▸ Exercise details
Pick out every line in the data below that contains the string "matching", and copy each one. Case counts.

----

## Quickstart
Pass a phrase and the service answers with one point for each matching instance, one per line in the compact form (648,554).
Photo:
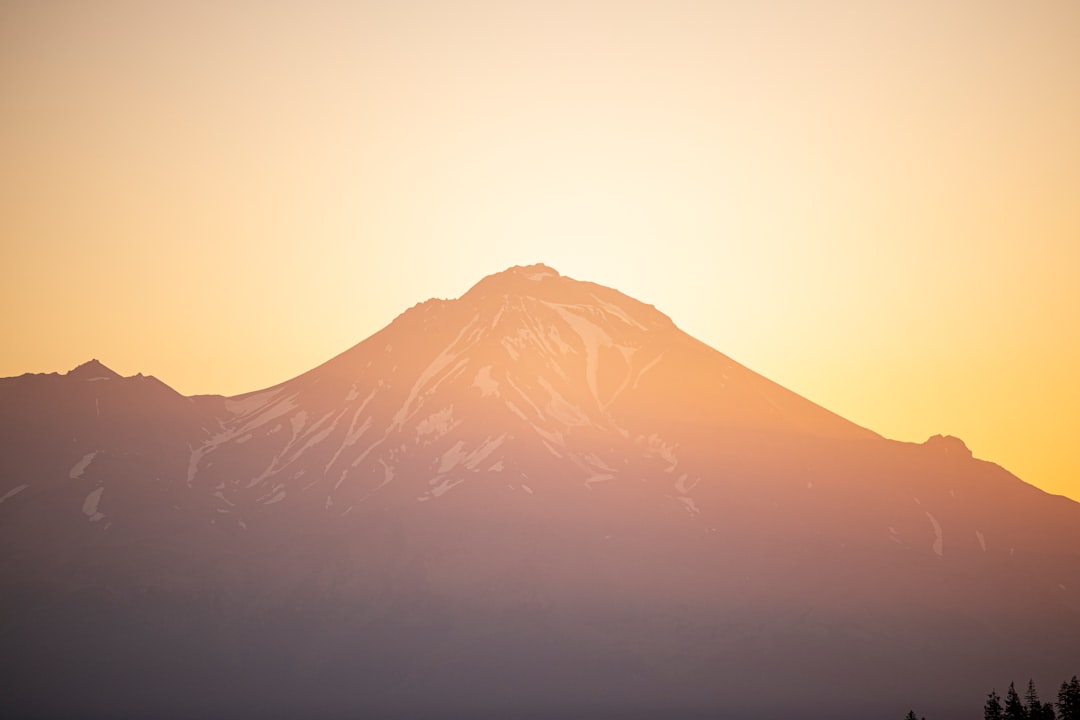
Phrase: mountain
(541,499)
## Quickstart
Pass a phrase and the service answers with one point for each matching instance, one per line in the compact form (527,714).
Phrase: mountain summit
(539,496)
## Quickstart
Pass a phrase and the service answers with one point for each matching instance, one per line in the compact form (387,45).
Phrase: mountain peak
(518,280)
(93,369)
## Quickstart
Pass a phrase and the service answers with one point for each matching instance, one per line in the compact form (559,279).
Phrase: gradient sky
(874,204)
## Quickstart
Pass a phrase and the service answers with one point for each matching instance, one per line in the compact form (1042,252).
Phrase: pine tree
(1031,704)
(1014,709)
(1068,701)
(993,708)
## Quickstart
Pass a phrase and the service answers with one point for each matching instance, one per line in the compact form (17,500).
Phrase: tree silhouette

----

▸ Exercise output
Pass a phrase and the service answers with one point for each matching instance, one per line in the compact form (648,554).
Pass a phrase and the service answers with one point for each matching instance, one per line in the compact form (527,714).
Pass a phrase and the service answers with one point for each matching instance, one per line in the compact form (387,45).
Pass a phrase and the service answers with one point for each matching instance, one per line in the compact form (559,279).
Pass a phrase and the service answers with one point for each matching instance, one per line in the compact form (1042,252).
Pass a phrase and the service answers with one point for each matching instance, one per line in the compact form (17,500).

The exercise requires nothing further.